Page:
Friday, February 14, 2020

Blind Man's Bluff

ComNavOps is often critical of Navy actions and with incredibly good reason.  However, because I critically analyze the Navy and the results of that analysis are so often bad, it’s easy for readers to lose sight of the positives – and there are some! – about the Navy.  Here’s one such positive aspect.

For those of us who grew up during the Cold War against the Soviets, we constantly heard rumors about the activities of the US submarine fleet.  The eventual publication of the book, “Blind Man’s Bluff”, by Sherry Sontag and Christopher Drew not only confirmed those rumors but detailed an incredible range of exploits far beyond anything imagined by rumors.  US subs routinely trailed Soviet subs undetected (to the best of our knowledge), skulked just outside (and sometimes inside!) Soviet ports and territorial waters, tapped underwater communications cables, and much more.

If you haven’t read the book, do yourself a favor and get a copy. (1)

Required work:
a – Answer these questions about the Blind Man's Bluff post:
(i) Who wrote the book "Blind Man's Bluff"?
(ii) What date does the post carry?
(iii) What did US subs tap, according to the post?
b – Carry the Blind Man's Bluff post forward from its last sentence.
Nothing in the listing is needed.

Location identification entries
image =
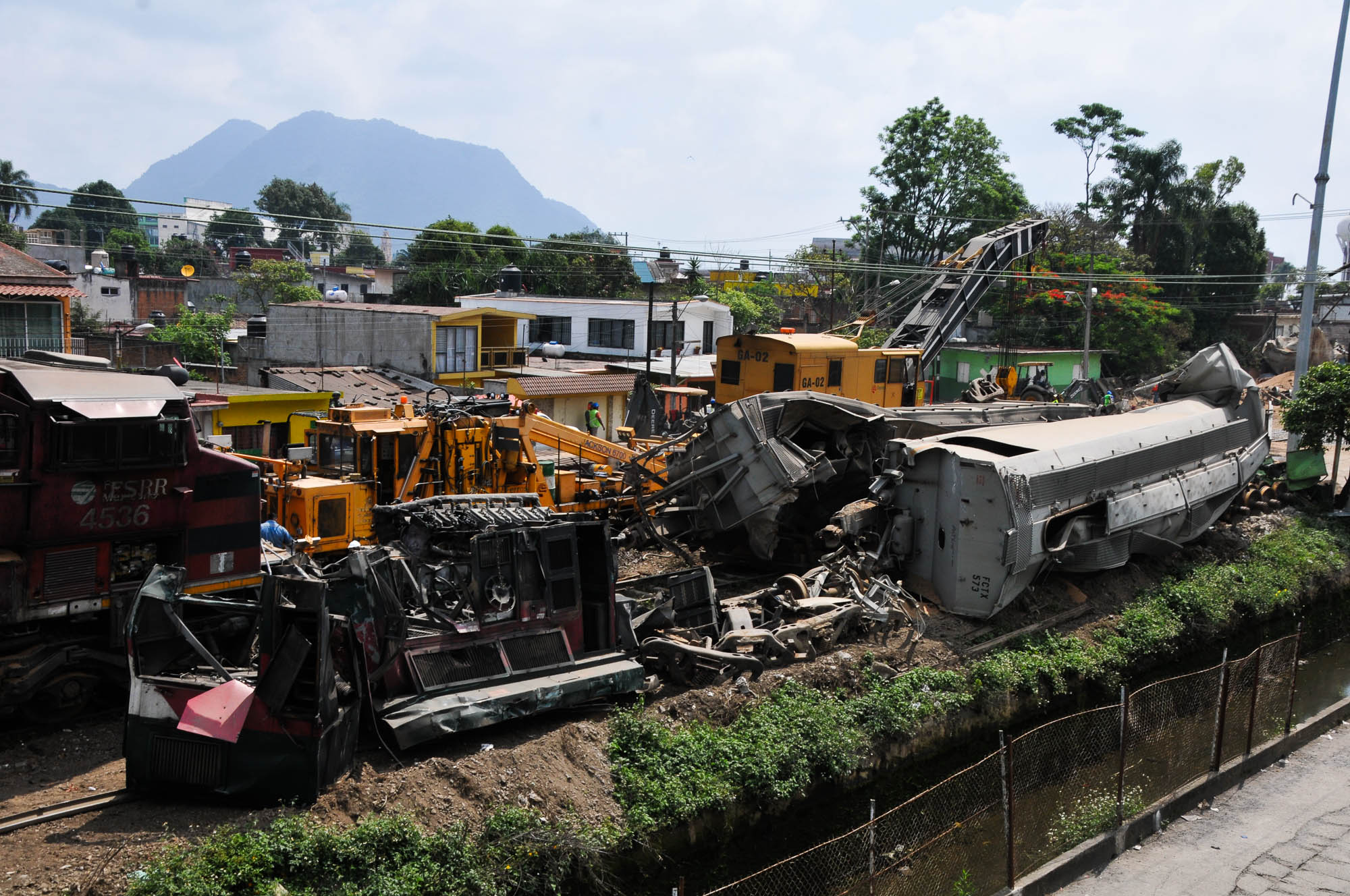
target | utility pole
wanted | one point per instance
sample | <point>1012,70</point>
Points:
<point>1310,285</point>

---

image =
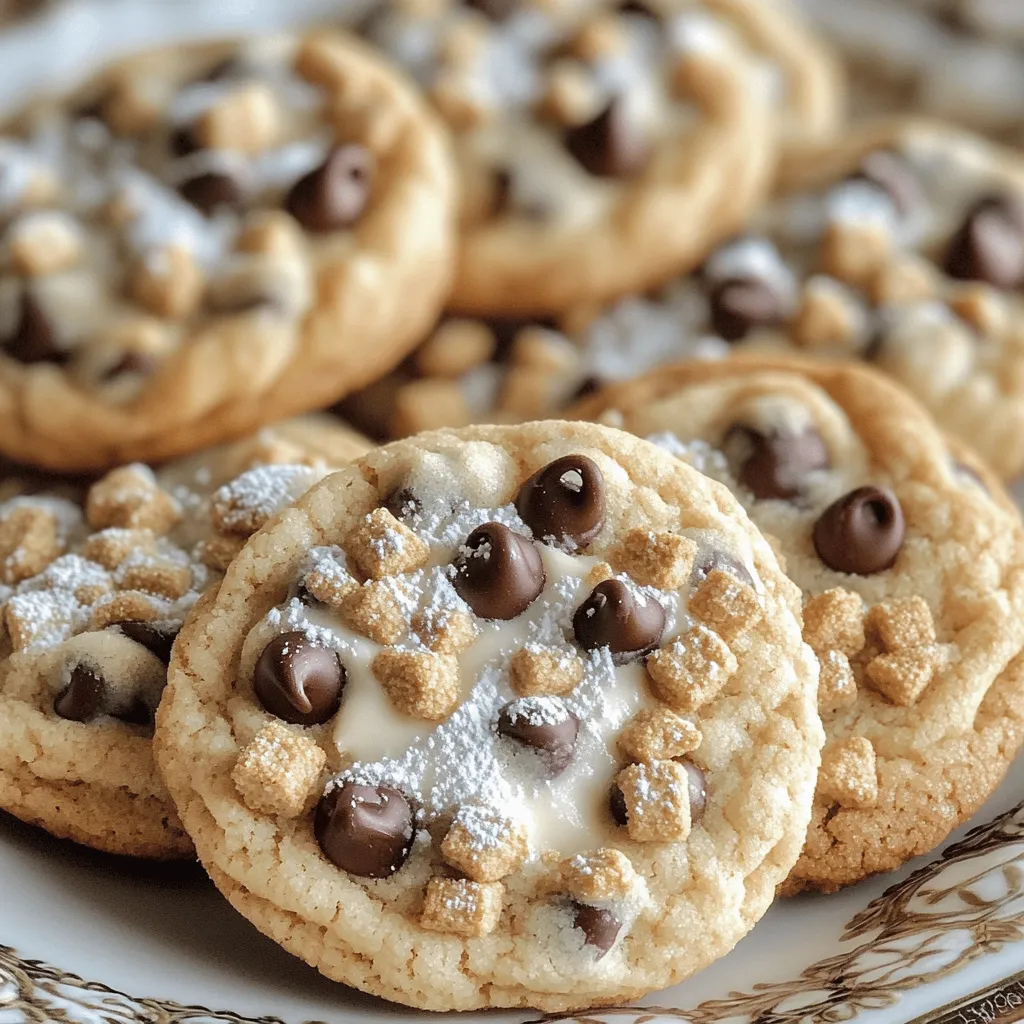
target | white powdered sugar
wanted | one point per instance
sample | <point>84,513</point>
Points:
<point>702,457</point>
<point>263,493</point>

Written answers:
a –
(i) Sherry Sontag and Christopher Drew
(ii) Friday, February 14, 2020
(iii) Underwater communications cables

b –
Presumably, these same types of activities are occurring today.  While I can’t prove they’re happening, I assume that we’re trailing Chinese subs, mapping the underwater features of the East and South China Seas, trailing Chinese surface ships, collecting data and acoustic signatures on new sub and ship classes, locating Chinese listening arrays, collecting signals intelligence, and noting Chinese submarine operating procedures.  In short, I assume we’re prepping the battlefield and, given the supposed quality of our subs versus the presumed quality of Chinese countermeasures and detection capabilities, doing so largely undetected.

The Virginia class submarines offer a significant advantage.  Despite foreign claims, no other country can match the combination of silent operations and sophisticated sensors that a Virginia has.  Conventional powered subs (SSK) are quiet and hard to detect but the overall package that is the Virginia class is unmatched and this advantage will continue for many years to come.  I assume we’re using this period of advantage to prepare for war and to establish even more advantages in operations, tactics, signature collections, etc.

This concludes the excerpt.